* _DATASET RECORDS_

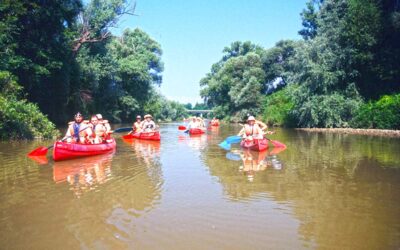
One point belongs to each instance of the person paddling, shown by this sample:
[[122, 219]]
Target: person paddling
[[264, 127], [251, 130], [148, 124], [137, 125], [77, 130], [214, 121], [98, 130], [193, 123], [201, 123]]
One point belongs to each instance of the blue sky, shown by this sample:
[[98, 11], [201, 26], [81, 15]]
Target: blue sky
[[193, 33]]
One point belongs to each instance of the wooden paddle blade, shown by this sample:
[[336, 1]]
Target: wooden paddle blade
[[233, 156], [225, 145], [39, 151], [233, 139], [278, 144], [119, 130]]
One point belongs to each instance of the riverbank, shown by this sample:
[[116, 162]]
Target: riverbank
[[372, 132]]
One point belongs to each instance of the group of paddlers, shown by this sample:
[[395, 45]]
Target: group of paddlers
[[147, 125], [98, 130], [93, 131], [254, 129]]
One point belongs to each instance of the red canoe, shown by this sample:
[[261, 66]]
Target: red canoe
[[256, 144], [65, 151], [196, 131], [152, 136]]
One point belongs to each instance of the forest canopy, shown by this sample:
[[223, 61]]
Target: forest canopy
[[347, 64], [60, 57]]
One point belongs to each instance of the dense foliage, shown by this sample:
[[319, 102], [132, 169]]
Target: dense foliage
[[19, 118], [350, 55], [63, 58]]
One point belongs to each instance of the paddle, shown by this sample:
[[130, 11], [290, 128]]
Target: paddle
[[236, 139], [276, 144], [226, 144], [233, 157], [119, 130], [43, 150]]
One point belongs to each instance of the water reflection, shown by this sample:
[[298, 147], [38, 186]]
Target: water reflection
[[253, 161], [196, 142], [146, 151], [83, 174]]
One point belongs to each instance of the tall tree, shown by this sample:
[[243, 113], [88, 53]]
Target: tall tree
[[96, 19]]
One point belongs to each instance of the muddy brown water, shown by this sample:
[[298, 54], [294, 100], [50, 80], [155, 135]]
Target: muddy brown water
[[325, 191]]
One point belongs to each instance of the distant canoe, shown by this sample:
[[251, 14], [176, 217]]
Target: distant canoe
[[152, 136], [196, 131]]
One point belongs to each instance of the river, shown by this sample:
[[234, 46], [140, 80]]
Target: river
[[325, 191]]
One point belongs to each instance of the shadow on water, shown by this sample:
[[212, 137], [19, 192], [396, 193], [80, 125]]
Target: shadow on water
[[343, 189]]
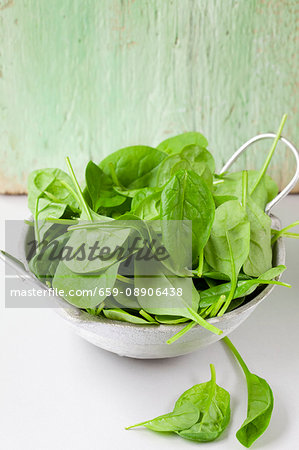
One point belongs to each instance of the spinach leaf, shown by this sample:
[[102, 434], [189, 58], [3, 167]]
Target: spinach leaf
[[165, 171], [228, 246], [231, 185], [113, 239], [260, 403], [179, 419], [134, 167], [186, 197], [180, 298], [192, 157], [149, 207], [176, 143], [124, 316], [55, 188], [84, 290], [199, 156], [100, 188], [260, 252], [213, 403]]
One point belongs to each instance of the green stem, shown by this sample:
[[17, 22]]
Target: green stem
[[281, 232], [270, 154], [290, 235], [81, 199], [237, 356], [71, 191], [181, 332], [217, 305], [36, 229], [200, 264], [61, 221], [147, 316], [213, 373], [233, 278], [202, 322], [244, 188], [113, 175]]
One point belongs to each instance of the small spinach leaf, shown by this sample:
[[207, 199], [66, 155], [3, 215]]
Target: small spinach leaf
[[260, 403], [176, 143]]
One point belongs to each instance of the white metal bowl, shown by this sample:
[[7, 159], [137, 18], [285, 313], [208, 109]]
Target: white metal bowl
[[142, 341]]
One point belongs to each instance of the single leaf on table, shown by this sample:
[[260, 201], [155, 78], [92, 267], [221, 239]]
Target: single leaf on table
[[179, 419], [176, 143], [260, 403], [213, 404], [186, 198], [134, 167]]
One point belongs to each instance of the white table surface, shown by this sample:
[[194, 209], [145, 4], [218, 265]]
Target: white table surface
[[58, 392]]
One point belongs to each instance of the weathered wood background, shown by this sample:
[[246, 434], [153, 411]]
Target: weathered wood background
[[85, 77]]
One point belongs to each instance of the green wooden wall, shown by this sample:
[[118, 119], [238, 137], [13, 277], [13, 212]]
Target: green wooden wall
[[85, 77]]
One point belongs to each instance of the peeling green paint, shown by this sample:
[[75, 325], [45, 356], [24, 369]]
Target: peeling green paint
[[83, 78]]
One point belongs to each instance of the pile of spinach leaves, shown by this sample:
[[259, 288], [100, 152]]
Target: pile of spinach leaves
[[232, 239], [231, 254]]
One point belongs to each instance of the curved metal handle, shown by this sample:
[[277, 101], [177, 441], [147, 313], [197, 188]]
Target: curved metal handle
[[293, 181]]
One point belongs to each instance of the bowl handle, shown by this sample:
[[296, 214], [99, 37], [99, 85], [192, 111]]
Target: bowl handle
[[293, 181]]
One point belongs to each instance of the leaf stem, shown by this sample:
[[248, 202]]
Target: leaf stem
[[270, 154], [181, 333], [200, 264], [281, 232], [113, 175], [233, 278], [81, 199], [202, 322], [237, 355], [244, 188]]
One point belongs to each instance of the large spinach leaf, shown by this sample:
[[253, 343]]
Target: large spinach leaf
[[213, 404], [260, 403], [186, 198], [134, 167], [228, 246]]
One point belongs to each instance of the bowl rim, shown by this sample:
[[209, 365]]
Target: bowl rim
[[74, 314]]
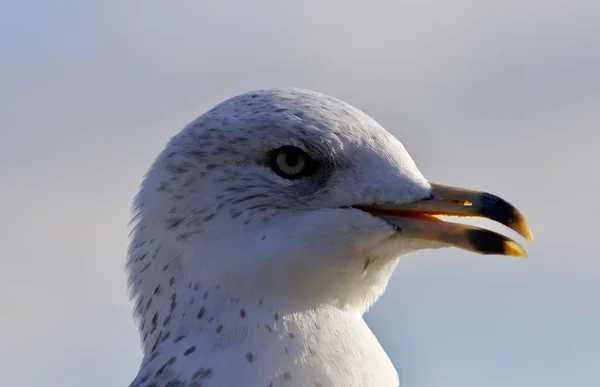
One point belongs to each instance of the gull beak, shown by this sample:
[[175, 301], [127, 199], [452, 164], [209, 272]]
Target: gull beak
[[420, 220]]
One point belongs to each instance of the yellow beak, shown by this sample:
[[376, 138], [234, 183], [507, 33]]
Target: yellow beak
[[420, 220]]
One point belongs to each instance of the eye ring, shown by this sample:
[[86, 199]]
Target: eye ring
[[291, 162]]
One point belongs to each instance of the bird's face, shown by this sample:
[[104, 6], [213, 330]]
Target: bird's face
[[295, 194]]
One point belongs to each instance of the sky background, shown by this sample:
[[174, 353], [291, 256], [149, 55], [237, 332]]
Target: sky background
[[500, 96]]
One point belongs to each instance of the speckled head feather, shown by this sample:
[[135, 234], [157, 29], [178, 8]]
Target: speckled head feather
[[243, 276]]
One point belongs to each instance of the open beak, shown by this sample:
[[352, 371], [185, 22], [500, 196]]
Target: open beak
[[420, 220]]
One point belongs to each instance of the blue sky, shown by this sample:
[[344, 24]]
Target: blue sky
[[500, 97]]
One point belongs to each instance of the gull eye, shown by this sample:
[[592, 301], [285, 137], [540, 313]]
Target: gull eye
[[291, 162]]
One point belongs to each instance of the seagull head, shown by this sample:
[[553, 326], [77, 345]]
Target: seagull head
[[295, 195]]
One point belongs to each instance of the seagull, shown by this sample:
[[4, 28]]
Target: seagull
[[268, 226]]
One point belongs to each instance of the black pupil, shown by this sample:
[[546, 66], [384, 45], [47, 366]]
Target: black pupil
[[292, 158]]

* _REQUIRED TASK_
Rewrite all the records, swapping "blue sky" for "clear sky" everywhere it occurs and changing nothing else. Leave the pictures out.

* _OUTPUT OF THE TASK_
One point belongs to each instance of the person paddling, shown by this sample:
[[122, 219]]
Target: person paddling
[[264, 127], [251, 130], [148, 124], [137, 125], [77, 130], [214, 121], [98, 130], [193, 123], [201, 123]]
One point belongs to each instance of the clear sky, shown by this sample:
[[98, 11], [201, 26], [81, 15]]
Target: clear sky
[[193, 33]]
One point belongs to each instance of the wooden paddle blade, shown by this sample:
[[336, 1]]
Target: wooden paddle blade
[[233, 156], [225, 145], [39, 151], [233, 139], [278, 144], [119, 130]]
One point belongs to each instance of the riverbank, shown by this sample:
[[116, 162]]
Target: riverbank
[[372, 132]]
One point belongs to each instance of the group of paddlers, shown by this sample:
[[395, 45]]
Target: group of paddlers
[[147, 125], [98, 130], [93, 131], [254, 129]]
One point belongs to each instance of the red canoe, shown by this sample:
[[261, 66]]
Target: red canoe
[[256, 144], [65, 151], [196, 131], [152, 136]]
One point belongs to each instance of the forest canopy, shown by this sample:
[[223, 61]]
Target: forest canopy
[[347, 64], [60, 57]]
One point belongs to each instance of the dense foliage, shown by this sample:
[[319, 102], [132, 169]]
Target: dense foliage
[[19, 118], [350, 55], [63, 58]]
One point belongs to each instance of the paddle, shown by this sample:
[[130, 11], [290, 128]]
Target: paddle
[[236, 139], [276, 144], [226, 144], [233, 157], [119, 130], [43, 150]]
One point belongs to each instance of the water reflection, shown by this sample:
[[298, 147], [38, 186]]
Target: water reflection
[[253, 161], [196, 142], [146, 151], [83, 174]]
One point belongs to each instance of the tall tree, shown by this sample:
[[243, 113], [88, 53]]
Target: tall tree
[[96, 19]]
One point belongs to each instance of the muddy brown water, shown by this sample:
[[298, 54], [294, 100], [50, 80], [155, 135]]
Target: muddy brown water
[[325, 191]]
One point belongs to each instance of the distant canoe, shown by this sample:
[[251, 14], [176, 217]]
Target: distant canoe
[[152, 136], [196, 131]]
One point belongs to each instance of the river, shown by this sample:
[[234, 46], [140, 80]]
Target: river
[[325, 191]]
One point belongs to each instance of the shadow on water, shown by this sample:
[[212, 137], [19, 192], [396, 193], [80, 125]]
Target: shadow on water
[[343, 189]]
One point belongs to each instance of the spinach leaf, shown by this sample:
[[102, 434], [189, 58], [3, 167]]
Target: spinach leaf
[[165, 171], [228, 246], [231, 185], [113, 239], [260, 403], [179, 419], [134, 167], [186, 197], [180, 298], [192, 157], [149, 207], [176, 143], [124, 316], [55, 188], [84, 290], [199, 156], [100, 188], [260, 252], [213, 403]]
One point belongs to each instance of the green stem, shown by this sample:
[[17, 22]]
Target: green stem
[[281, 232], [270, 154], [290, 235], [81, 199], [237, 356], [71, 191], [181, 332], [217, 305], [36, 229], [200, 264], [61, 221], [147, 316], [213, 373], [233, 278], [202, 322], [244, 188], [113, 175]]
One point belongs to each instance of the small spinach leaf, shown by this sample:
[[207, 199], [66, 155], [3, 215]]
Target: small spinach leaf
[[260, 403], [176, 143]]
One point belongs to each instance of the white metal bowl, shown by this sample:
[[7, 159], [137, 18], [285, 313], [208, 109]]
Target: white metal bowl
[[142, 341]]
One point belongs to each instance of the single leaf on table, shown by this sample:
[[260, 201], [155, 78], [92, 267], [221, 239]]
Target: single leaf on table
[[179, 419], [176, 143], [260, 403], [213, 404], [186, 198], [134, 167]]
One point belongs to each instance of the white table surface, shown by this sample:
[[194, 209], [145, 4], [218, 265]]
Target: white table surface
[[58, 392]]
One point belongs to each instance of the weathered wood background, shown by this sample:
[[246, 434], [153, 411]]
Target: weathered wood background
[[85, 77]]
One point belongs to each instance of the green wooden wall, shown by this sample:
[[118, 119], [238, 137], [13, 277], [13, 212]]
Target: green wooden wall
[[85, 77]]
One point belongs to each instance of the peeling green paint, shown by this sample:
[[75, 325], [45, 356], [24, 369]]
Target: peeling green paint
[[83, 78]]
One point belongs to each instance of the pile of spinach leaves, shown by this sample:
[[259, 288], [100, 152]]
Target: pile of spinach leaves
[[232, 239], [231, 254]]
One point belongs to each instance of the curved metal handle, shown by this sample:
[[277, 101], [177, 441], [147, 313], [197, 188]]
Target: curved metal handle
[[293, 181]]
One point belongs to each instance of the bowl handle, shown by this sample:
[[296, 214], [99, 37], [99, 85], [192, 111]]
Target: bowl handle
[[293, 181]]
One point belongs to each instance of the leaf stem, shown by this sample:
[[248, 202]]
Target: leaf stem
[[270, 154], [181, 333], [200, 264], [281, 232], [113, 175], [233, 278], [81, 199], [202, 322], [237, 355], [244, 188]]
One point belongs to each instance of the large spinach leaf, shown by this sample:
[[253, 343]]
Target: large spinach leaf
[[213, 404], [260, 403], [186, 198], [134, 167], [228, 246]]
One point belongs to each instance of the bowl rim, shown by this sample:
[[209, 365]]
Target: bowl rim
[[74, 314]]
One point belongs to each instance of the gull beak, shown by this sample:
[[175, 301], [127, 199], [452, 164], [209, 272]]
Target: gull beak
[[420, 220]]
One point belongs to each instance of the yellow beak, shown by this sample:
[[376, 138], [234, 183], [507, 33]]
Target: yellow beak
[[420, 220]]
One point belongs to each instance of the eye ring, shown by this sample:
[[86, 199]]
Target: eye ring
[[291, 162]]
One point belongs to each instance of the bird's face, shown by this sample:
[[104, 6], [213, 330]]
Target: bird's face
[[295, 194]]
One point belongs to each instance of the sky background, shown by this sample:
[[174, 353], [291, 256], [149, 55], [237, 332]]
Target: sky background
[[500, 96]]
One point belongs to each instance of the speckled head feather, shown by this sample:
[[135, 234], [157, 29], [178, 8]]
Target: speckled head feather
[[243, 276]]
One point belongs to each instance of the open beak, shown by this sample:
[[352, 371], [185, 22], [500, 196]]
Target: open beak
[[420, 220]]
One point belongs to each instance of the clear sky, shown by this sample:
[[344, 24]]
Target: clear sky
[[500, 97]]
One point belongs to each instance of the gull eye, shown by this sample:
[[592, 301], [285, 137], [540, 313]]
Target: gull eye
[[291, 162]]
One point belongs to each instance of the seagull head, shown by this sample:
[[553, 326], [77, 345]]
Target: seagull head
[[295, 195]]
One point belongs to each instance of the seagull, shown by this sample:
[[4, 28]]
Target: seagull
[[268, 226]]
One point belongs to each instance of the black pupil, shown by this sample:
[[546, 66], [384, 45], [47, 366]]
Target: black pupil
[[292, 158]]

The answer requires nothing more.